- **Énoncé 1**: Recopiez le passage du portrait de Sophie Hasslauer commençant par "Sophie Hasslauer est" et se poursuivant jusqu'à "s’y réfère invariablement.", en remplaçant "croquis" par "dessins".
- **Énoncé 2**: D'après le portrait de Sophie Hasslauer, de quelle Œuvre ses premiers croquis d'enfance étaient-ils des reproductions ?

- **Extrait fourni**:
Sophie Hasslauer

Sophie Hasslauer

PORTRAIT D’ARTISTE /  Sophie Hasslauer
par Leïla Couradin

Sophie Hasslauer est peintre. Qu’elle réalise des sculptures, des performances, des installations, des photos ou des vidéos, tout est toujours « peinture ». Depuis ses premiers croquis d’enfance, reproductions chargées d’admiration envers l’Œuvre de Léonard de Vinci, Sophie Hasslauer n’a eu de cesse de questionner l’histoire de la peinture et ses différents paradigmes. Que la toile soit successivement considérée comme un espace de représentation – une « fenêtre ouverte sur le monde » disait Alberti à la Renaissance – ou bien un support bidimensionnel sur lequel est apposée de la matière colorée, l’artiste s’y réfère invariablement.

Pourtant sous nos yeux, pendant près de dix ans, ce sont des objets sculpturaux familiers qui surgissent du réel. Un parpaing, une gomme, un carton, une raquette de ping-pong, un skate. Si chacun d’entre eux s’inscrit dans un répertoire spécifique de formes, faisant parfois référence à la culture populaire ou au designcontemporain, ces objets contredisent, non sans humour, un aspect essentiel souvent lié à leur fonction. Lecarton s’avère rigide et le parpaing mou, la gomme en peinture solidifiée trace un trait et le skate en cristal menace de se briser au moindre choc. Sur les vitres de la voiture installée l’été, pour son exposition monographique, dans la cour du centre d’art Passages, le givre ne fond jamais.

Lorsque Joseph Kosuth expose, dans les années 60 – près de 40 ans après les premiers ready made de Duchamp – une chaise, son image et sa définition, la matérialité de l’objet s’efface au profit de son seul concept, faisant glisser l’expérience esthétique dans le monde des idées. Sophie Hasslauer opère elle une modification paradoxale de la matière, métamorphosant radicalement l’appréhension des objets.

- **Entrées affichées**:
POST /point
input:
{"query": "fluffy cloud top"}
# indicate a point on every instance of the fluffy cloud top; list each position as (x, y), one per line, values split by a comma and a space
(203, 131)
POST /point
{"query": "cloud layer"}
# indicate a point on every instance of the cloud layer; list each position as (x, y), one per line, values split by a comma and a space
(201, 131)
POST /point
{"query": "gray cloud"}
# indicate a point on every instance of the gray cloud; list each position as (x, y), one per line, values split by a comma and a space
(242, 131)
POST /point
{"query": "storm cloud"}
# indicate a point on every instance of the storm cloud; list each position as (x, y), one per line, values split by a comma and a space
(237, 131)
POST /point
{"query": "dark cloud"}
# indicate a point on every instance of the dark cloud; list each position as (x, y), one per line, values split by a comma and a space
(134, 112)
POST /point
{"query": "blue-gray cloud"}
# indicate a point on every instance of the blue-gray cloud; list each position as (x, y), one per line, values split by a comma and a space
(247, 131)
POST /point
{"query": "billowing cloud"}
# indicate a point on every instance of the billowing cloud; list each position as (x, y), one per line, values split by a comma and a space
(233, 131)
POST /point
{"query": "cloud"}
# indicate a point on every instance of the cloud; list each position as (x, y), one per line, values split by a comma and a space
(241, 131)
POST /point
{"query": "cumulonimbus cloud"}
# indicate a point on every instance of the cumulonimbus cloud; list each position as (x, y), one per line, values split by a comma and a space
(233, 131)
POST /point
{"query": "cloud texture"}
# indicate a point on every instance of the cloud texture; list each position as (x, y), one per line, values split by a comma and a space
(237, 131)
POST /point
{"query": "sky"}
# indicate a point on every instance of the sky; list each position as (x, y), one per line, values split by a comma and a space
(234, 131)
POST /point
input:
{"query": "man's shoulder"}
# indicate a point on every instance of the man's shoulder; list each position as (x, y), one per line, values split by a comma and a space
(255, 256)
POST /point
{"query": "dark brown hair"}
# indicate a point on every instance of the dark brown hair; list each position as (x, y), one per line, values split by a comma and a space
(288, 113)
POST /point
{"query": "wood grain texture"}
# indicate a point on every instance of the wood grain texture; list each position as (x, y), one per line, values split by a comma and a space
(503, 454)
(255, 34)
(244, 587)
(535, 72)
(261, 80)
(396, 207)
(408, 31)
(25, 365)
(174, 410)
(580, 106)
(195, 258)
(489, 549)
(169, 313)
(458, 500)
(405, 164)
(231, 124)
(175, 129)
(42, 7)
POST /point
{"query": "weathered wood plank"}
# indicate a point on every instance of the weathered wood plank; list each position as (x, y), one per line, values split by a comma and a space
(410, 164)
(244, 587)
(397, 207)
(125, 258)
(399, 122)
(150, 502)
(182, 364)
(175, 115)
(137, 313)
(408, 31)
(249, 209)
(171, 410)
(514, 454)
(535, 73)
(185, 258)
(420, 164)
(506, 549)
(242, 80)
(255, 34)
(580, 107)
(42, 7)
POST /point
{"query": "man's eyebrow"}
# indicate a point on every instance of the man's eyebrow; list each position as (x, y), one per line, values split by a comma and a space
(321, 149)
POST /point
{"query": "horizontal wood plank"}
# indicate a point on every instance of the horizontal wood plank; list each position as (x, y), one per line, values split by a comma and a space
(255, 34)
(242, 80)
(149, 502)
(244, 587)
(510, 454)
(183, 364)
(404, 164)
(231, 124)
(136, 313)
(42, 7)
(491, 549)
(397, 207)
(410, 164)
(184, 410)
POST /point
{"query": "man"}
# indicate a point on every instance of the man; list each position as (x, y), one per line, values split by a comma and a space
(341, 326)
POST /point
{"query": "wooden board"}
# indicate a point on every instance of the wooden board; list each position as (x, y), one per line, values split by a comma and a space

- **Réponse attendue 1**:
Sophie Hasslauer est peintre. Qu’elle réalise des sculptures, des performances, des installations, des photos ou des vidéos, tout est toujours « peinture ». Depuis ses premiers dessins d’enfance, reproductions chargées d’admiration envers l’Œuvre de Léonard de Vinci, Sophie Hasslauer n’a eu de cesse de questionner l’histoire de la peinture et ses différents paradigmes. Que la toile soit successivement considérée comme un espace de représentation – une « fenêtre ouverte sur le monde » disait Alberti à la Renaissance – ou bien un support bidimensionnel sur lequel est apposée de la matière colorée, l’artiste s’y réfère invariablement.

- **Réponse attendue 2**: De l'Œuvre de Léonard de Vinci.